**EXTRAIT**
"""

Dans cette église, je vis un spectacle qui me frappa, c’était une vieille femme qui rampait sur les genoux, de la porte vers l’autel ; elle avait les bras étendus en croix, raides comme des pieux, la tête renversée en arrière, les yeux retournés et ne laissant voir que le blanc, les lèvres bridées sur les dents, la face luisante et plombée ; c’était de l’extase poussée jusqu’à la catalepsie. Jamais Zurbaran n’a rien fait de plus ascétique et d’une ardeur plus fiévreuse. Elle accomplissait une pénitence ordonnée par son confesseur, et en avait encore pour quatre jours.

"""

**ÉNONCÉ A**
Reproduisez intégralement l'extrait sur la pénitente dans l'église, sans la moindre modification.
L'extrait et les lignes de données ont des origines distinctes.

**DONNÉES D'ENTRÉE**
"""

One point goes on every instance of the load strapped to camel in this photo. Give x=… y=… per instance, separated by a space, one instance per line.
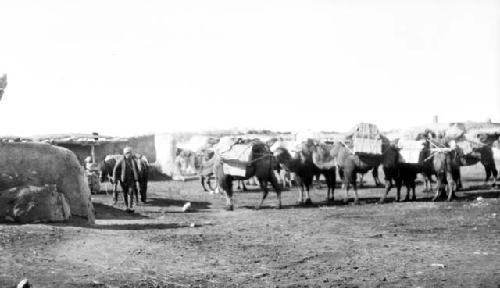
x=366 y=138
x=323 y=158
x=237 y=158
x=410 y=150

"""

**ÉNONCÉ B**
Mettez à jour toutes les lignes de données en substituant « dromedary » à « camel », sans rien changer d'autre, et omettez les images dans votre réponse.

**SORTIE ATTENDUE A**
Dans cette église, je vis un spectacle qui me frappa, c’était une vieille femme qui rampait sur les genoux, de la porte vers l’autel ; elle avait les bras étendus en croix, raides comme des pieux, la tête renversée en arrière, les yeux retournés et ne laissant voir que le blanc, les lèvres bridées sur les dents, la face luisante et plombée ; c’était de l’extase poussée jusqu’à la catalepsie. Jamais Zurbaran n’a rien fait de plus ascétique et d’une ardeur plus fiévreuse. Elle accomplissait une pénitence ordonnée par son confesseur, et en avait encore pour quatre jours.

**SORTIE ATTENDUE B**
One point goes on every instance of the load strapped to dromedary in this photo. Give x=… y=… per instance, separated by a space, one instance per line.
x=366 y=138
x=323 y=158
x=237 y=158
x=410 y=150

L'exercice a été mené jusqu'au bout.